Påskebryg (lit. 'Easter Brew'), is a strong pilsener with 5.6% ABV. It is the Albani Breweries' traditional beer for the Easter season. Easter beers were the first seasonal beers in Denmark, and were introduced by Carlsberg in 1905. Albani's Påskebryg was introduced in the 1950s and is brewed from a mixture of dark and light malt.

Albani also produces two light beers, Odense Light (2.6% ABV) and Odense Extra Light (0.05% ABV), as light alternatives to its original pilsener. These beers are brewed using light pilsener malt, Münchner malt, and caramel malt.

◆ **Recorded information**

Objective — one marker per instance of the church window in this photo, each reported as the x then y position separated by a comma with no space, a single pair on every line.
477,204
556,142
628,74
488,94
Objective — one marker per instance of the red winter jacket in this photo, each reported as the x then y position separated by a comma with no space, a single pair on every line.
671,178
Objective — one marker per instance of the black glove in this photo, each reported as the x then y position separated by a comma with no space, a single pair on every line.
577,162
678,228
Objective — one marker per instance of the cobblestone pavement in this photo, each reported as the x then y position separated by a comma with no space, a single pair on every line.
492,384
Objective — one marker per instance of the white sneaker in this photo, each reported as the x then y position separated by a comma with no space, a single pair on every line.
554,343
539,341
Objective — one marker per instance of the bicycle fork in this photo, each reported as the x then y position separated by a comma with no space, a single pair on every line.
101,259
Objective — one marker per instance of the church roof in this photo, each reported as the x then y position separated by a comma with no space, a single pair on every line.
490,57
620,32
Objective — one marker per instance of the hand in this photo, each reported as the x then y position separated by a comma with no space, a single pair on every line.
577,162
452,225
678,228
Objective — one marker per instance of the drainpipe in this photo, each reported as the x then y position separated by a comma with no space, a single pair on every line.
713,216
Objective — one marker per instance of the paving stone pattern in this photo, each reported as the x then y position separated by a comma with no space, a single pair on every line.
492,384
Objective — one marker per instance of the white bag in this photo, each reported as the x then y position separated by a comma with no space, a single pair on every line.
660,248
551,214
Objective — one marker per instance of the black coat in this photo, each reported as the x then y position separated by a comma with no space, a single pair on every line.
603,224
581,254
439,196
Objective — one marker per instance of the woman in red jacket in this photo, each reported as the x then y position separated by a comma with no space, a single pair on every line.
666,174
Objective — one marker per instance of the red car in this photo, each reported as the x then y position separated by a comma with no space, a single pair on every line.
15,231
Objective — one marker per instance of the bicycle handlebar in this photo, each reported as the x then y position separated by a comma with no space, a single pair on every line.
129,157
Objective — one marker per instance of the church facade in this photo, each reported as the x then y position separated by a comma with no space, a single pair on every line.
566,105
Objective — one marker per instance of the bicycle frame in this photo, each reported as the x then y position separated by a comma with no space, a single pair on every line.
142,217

◆ **Exercise directions**
According to the text about Albani beers, who introduced Easter beers in Denmark, and in what year?

◆ **Your solution**
Carlsberg introduced them in 1905.